▸ Problem statement
Rewrite all of the entries, changing "tiled roof" to "shingled roof" and leaving everything else the same.

▸ Stored data
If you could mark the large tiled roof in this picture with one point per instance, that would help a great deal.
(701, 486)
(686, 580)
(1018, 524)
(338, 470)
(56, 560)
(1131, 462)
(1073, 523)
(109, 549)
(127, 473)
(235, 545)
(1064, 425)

▸ The completed task
If you could mark the large shingled roof in this picture with one point per instance, that would help a great deal.
(701, 486)
(686, 580)
(1018, 524)
(338, 470)
(56, 560)
(1131, 462)
(1073, 523)
(109, 549)
(127, 473)
(235, 545)
(1064, 425)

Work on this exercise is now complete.